◆ **WORK TO BE COMPLETED**: Turn the lines below into a numbered list, dropping any blank lines.

┌─ EXTRACTED ENTRIES

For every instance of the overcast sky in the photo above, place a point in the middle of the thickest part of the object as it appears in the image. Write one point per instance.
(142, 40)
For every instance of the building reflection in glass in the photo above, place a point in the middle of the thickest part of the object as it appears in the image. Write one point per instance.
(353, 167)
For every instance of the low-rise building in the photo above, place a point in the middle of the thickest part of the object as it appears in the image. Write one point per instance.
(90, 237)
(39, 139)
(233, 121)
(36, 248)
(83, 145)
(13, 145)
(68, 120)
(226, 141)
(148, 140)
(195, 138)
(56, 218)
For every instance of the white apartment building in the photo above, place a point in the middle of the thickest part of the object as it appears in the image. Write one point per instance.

└─

◆ **RESPONSE BELOW**:
1. For every instance of the overcast sky in the photo above, place a point in the middle of the thickest part of the object as it appears in the image. Write one point per instance.
2. (142, 40)
3. For every instance of the building reflection in glass in the photo above, place a point in the middle of the thickest part of the object as it appears in the image. Write one point per instance.
4. (353, 167)
5. For every instance of the low-rise building in the photo above, place a point in the middle of the thickest part of the object as it appears in the image. Write one point per instance.
6. (90, 237)
7. (39, 139)
8. (233, 121)
9. (36, 248)
10. (83, 145)
11. (13, 145)
12. (68, 120)
13. (226, 141)
14. (148, 140)
15. (195, 138)
16. (56, 218)
17. For every instance of the white apartment building in the photo above, place a point in the middle of the thickest part of the object as it appears in the image. Write one point per instance.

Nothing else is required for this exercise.